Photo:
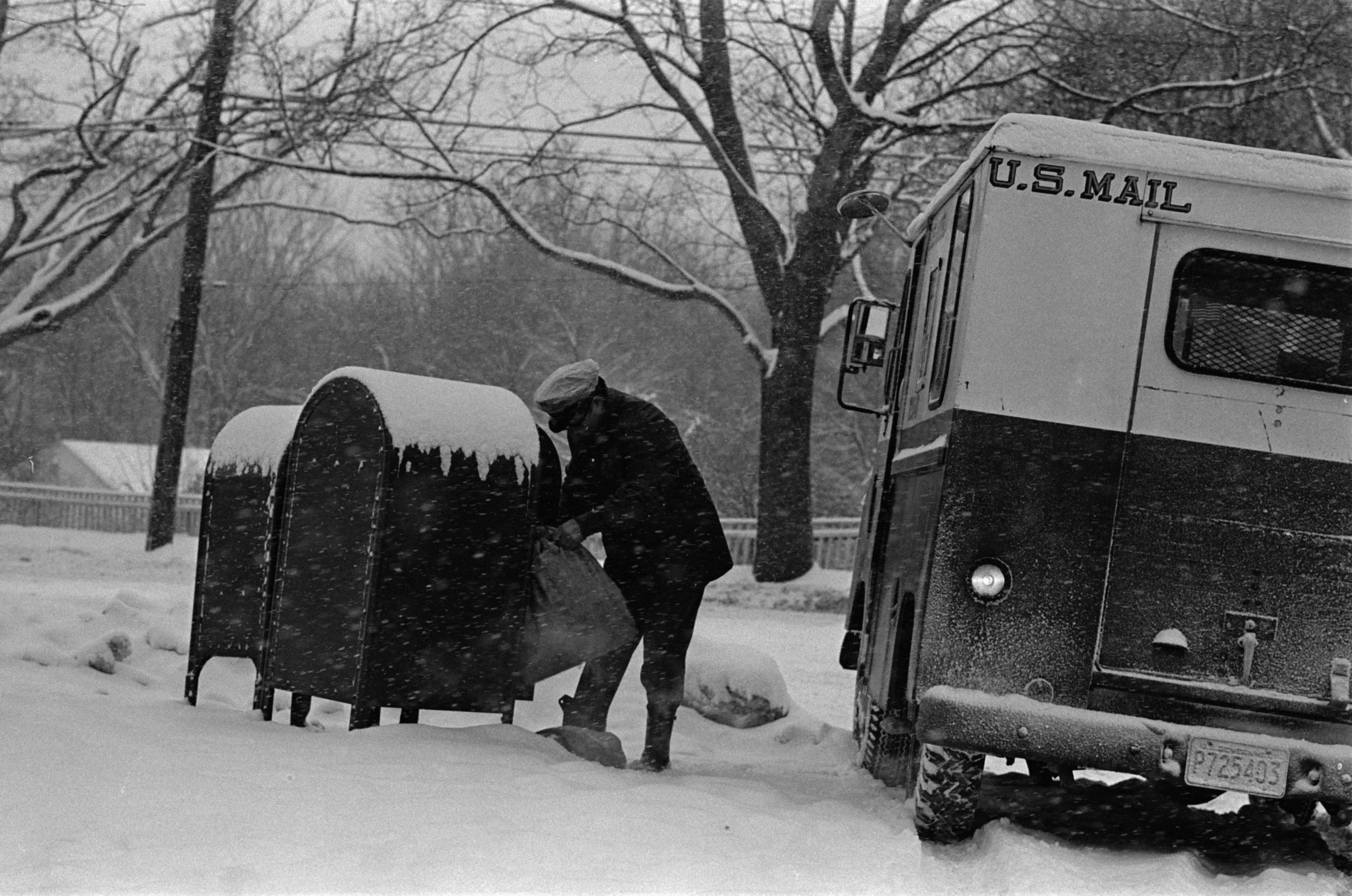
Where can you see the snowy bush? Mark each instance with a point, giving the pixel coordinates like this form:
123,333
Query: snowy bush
733,684
161,637
105,653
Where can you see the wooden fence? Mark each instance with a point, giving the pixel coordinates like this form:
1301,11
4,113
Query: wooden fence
26,505
833,540
60,507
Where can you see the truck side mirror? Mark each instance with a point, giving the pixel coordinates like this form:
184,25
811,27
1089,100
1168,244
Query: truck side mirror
866,345
866,334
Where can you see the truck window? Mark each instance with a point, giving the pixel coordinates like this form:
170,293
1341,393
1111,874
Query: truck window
952,287
1261,318
901,355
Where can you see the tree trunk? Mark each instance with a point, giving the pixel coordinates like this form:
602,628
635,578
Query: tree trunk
183,338
785,507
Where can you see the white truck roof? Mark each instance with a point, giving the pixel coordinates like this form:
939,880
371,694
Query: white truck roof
1052,137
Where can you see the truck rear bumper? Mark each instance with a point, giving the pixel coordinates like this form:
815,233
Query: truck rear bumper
1013,725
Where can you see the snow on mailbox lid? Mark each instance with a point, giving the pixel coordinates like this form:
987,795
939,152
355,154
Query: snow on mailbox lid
255,438
425,413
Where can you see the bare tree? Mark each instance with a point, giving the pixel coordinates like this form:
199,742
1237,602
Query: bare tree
772,113
98,132
1247,72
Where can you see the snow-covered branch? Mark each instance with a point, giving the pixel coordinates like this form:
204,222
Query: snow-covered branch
1321,125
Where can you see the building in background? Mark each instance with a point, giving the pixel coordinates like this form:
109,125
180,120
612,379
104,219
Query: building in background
113,467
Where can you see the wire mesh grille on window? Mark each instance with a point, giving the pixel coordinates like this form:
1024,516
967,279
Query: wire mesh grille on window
1262,318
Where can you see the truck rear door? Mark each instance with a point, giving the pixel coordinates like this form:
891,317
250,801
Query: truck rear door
1231,568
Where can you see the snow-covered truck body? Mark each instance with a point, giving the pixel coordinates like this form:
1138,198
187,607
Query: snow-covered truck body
1112,517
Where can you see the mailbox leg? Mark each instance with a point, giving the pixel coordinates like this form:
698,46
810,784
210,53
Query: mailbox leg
190,683
299,709
364,715
263,699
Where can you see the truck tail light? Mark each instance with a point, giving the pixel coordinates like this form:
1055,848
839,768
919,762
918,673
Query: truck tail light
990,580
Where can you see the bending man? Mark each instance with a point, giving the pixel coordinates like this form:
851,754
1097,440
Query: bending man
632,480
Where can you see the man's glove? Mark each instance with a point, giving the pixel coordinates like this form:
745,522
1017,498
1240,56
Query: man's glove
570,536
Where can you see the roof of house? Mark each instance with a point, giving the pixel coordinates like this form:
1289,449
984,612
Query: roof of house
132,468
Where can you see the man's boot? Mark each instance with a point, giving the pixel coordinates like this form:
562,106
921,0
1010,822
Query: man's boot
658,744
579,715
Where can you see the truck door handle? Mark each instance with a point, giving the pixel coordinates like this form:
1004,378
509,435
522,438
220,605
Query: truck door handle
1250,641
1340,671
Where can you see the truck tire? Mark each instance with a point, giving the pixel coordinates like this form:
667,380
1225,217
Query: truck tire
887,748
947,788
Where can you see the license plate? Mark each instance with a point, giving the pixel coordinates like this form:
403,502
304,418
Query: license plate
1236,767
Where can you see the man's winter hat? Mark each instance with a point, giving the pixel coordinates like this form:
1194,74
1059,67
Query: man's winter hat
567,386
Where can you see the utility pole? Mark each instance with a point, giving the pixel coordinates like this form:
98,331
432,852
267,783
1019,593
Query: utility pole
183,334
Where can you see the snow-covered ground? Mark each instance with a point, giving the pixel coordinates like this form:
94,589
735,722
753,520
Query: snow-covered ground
111,783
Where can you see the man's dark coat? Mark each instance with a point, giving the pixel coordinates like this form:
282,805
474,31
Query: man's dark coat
637,486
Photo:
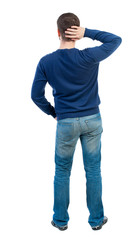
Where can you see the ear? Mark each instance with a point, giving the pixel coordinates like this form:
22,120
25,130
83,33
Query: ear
58,32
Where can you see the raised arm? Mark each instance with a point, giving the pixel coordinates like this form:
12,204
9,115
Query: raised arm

----

_SHORT PROBLEM:_
Print exactly the span of lines that begins with the line containing "Where can you see the snow-covered ground?" and ends with the last line of the listing, with no pictures.

_SOLUTION FOR THIS PROBLEM:_
Where can you see the snow-covered ground? Mark each instance with a point, giving the pixel coordinates like this form:
94,589
735,722
753,520
Query: snow-covered ground
111,783
Where can you see the man's dark coat? Mark each instance with a point, giving the pixel coordinates like this form:
282,805
474,31
Query: man's dark coat
637,486
Photo:
Where can you see the ear? Mark each instance with a point, giving the pixel coordinates like this form:
22,120
25,130
83,33
Query: ear
58,32
Where can you see the raised arm? Mark each instance with a point, giving the pixel coordinates like this form:
12,204
9,115
Query: raised arm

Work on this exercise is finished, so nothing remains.